··· Text block ···

Doubts about the EVMs- ECI should be open to expert suggestions and submit itself to public accountability

Shri Rajiv Kumar
Chief Election Commissioner
Election Commission of India (ECI)

Shri A C Pandey
Election Commissioner
Election Commission of India (ECI)

Shri Arun Goel
Election Commissioner
Election Commission of India (ECI)

Dear S/Shri Rajiv Kumar/ Pandey/ Goel,
I refer to my letter of January 26, 2024 on how the BJP has loaded the Boards of both Bharat Electronics Ltd (BEL) and the Electronics Corporation of India Ltd (ECIL) with its nominees and how it has cast a shadow on the credibility of the use of Electronic Voting Machines (EVMs) manufactured and supplied by those two CPSEs. 

Though I had cautioned the Commission as early as 23-3-2023 on this and, once again, reminded it on 26-1-2024, I find that the Commission has failed to invoke its authority under Article 324 and direct the Government to withdraw the BJP nominees from BEL’s and ECIL’s Boards. The Commission is either insensitive to the conflict of interest that is explicitly evident or is reluctant to displease the political executive, which in my view amounts to allowing the ruling political party brazenly to tilt the level playing ground among the political parties to the detriment of the public interest. How can the Commission discharge its Constitutional responsibility of conducting elections in a free and fair manner?

As I have pointed out time and again, EVM technology as it is the case today is not only vulnerable to manipulation but also violates the secrecy of voting to the extent of its inability to permit the “mixing” of booth-wise ballots within a constituency, since it does not use totalisers. In my view, this is a serious legal infringement.

As far as the vulnerability of EVMs to manipulation is concerned, I invite your attention to the expert opinion offered by Madhav Deshpande, a professional who has studied the EVM system in depth, when he appeared in a video interview with Karan Thapar ( I would earnestly advise the Commission to invite Madhav Deshpande to appreciate his concerns and to adopt the remedial measures suggested by him. 

Briefly, the EVM system consists of a Ballot unit, a VVPAT unit and a Control unit. Since the system is a stand-alone one, it may be difficult to “hack” it. However, since the Ballot unit is connected to the Control unit via the VVPAT unit, the voter is never sure whether the vote cast by him/her has been correctly conveyed by the VVPAT unit to the Control Unit which determines the final vote count. If the sequencing of these units is changed such that the Ballot Unit conveys the vote simultaneously to the VVPAT and Control units where the electronically transmitted vote is to be registered and counted, this issue could be resolved to some extent. If it is not changed thus, there is no certainty that the vote cast through the Ballot unit is correctly conveyed by the VVPAT unit to the Control Unit.

··· Rows ···

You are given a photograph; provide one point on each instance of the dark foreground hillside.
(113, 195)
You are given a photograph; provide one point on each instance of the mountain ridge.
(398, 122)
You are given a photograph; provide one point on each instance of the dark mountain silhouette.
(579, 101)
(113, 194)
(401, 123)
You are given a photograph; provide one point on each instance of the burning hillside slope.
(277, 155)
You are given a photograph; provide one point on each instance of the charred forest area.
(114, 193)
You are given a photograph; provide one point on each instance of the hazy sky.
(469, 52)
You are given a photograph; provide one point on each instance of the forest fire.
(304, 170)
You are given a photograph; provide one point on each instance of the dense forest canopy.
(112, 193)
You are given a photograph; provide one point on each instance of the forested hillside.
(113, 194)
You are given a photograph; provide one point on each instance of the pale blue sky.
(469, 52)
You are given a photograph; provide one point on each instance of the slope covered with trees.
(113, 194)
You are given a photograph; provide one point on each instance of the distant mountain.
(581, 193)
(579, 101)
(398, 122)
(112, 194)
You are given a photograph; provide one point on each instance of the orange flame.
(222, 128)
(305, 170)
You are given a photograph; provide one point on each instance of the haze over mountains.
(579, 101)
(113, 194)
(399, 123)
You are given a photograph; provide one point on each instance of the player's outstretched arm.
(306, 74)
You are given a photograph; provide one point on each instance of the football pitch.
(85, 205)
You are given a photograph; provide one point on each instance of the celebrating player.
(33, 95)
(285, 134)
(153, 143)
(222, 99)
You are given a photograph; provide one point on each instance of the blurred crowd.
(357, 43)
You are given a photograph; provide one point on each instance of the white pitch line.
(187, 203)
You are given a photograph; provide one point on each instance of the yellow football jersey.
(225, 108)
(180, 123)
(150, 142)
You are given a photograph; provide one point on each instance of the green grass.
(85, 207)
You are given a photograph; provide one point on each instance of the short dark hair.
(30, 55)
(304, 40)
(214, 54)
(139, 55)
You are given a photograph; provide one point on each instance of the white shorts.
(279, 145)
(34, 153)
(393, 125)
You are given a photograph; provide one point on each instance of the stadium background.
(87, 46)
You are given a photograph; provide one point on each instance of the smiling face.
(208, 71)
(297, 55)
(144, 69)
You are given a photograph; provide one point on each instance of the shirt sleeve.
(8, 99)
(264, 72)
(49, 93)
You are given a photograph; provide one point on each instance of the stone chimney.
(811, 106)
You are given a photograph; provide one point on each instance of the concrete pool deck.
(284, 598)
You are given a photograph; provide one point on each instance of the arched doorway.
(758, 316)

···

§ Stated exercise A:
Decide whether each statement agrees with the EVM letter, answering yes or no and quoting the words that settle it: (i) The EVM system consists of a Ballot unit, a VVPAT unit and a Control unit. (ii) The Ballot unit is connected directly to the Control unit. (iii) The writer first cautioned the Commission on January 26, 2024.
§ Stated exercise B:
Render this sentence from the EVM letter in Spanish: "Since the system is a stand-alone one, it may be difficult to “hack” it."
§ Stated exercise C:
Name every person mentioned by name in the EVM letter.
Draw only on the EVM letter; the entries play no part.

§ Final answer A:
(i) Yes: "the EVM system consists of a Ballot unit, a VVPAT unit and a Control unit"
(ii) No: "the Ballot unit is connected to the Control unit via the VVPAT unit"
(iii) No: "I had cautioned the Commission as early as 23-3-2023"

§ Final answer B:
Dado que el sistema es autónomo, puede ser difícil «hackearlo».

§ Final answer C:
Rajiv Kumar
A C Pandey
Arun Goel
Madhav Deshpande
Karan Thapar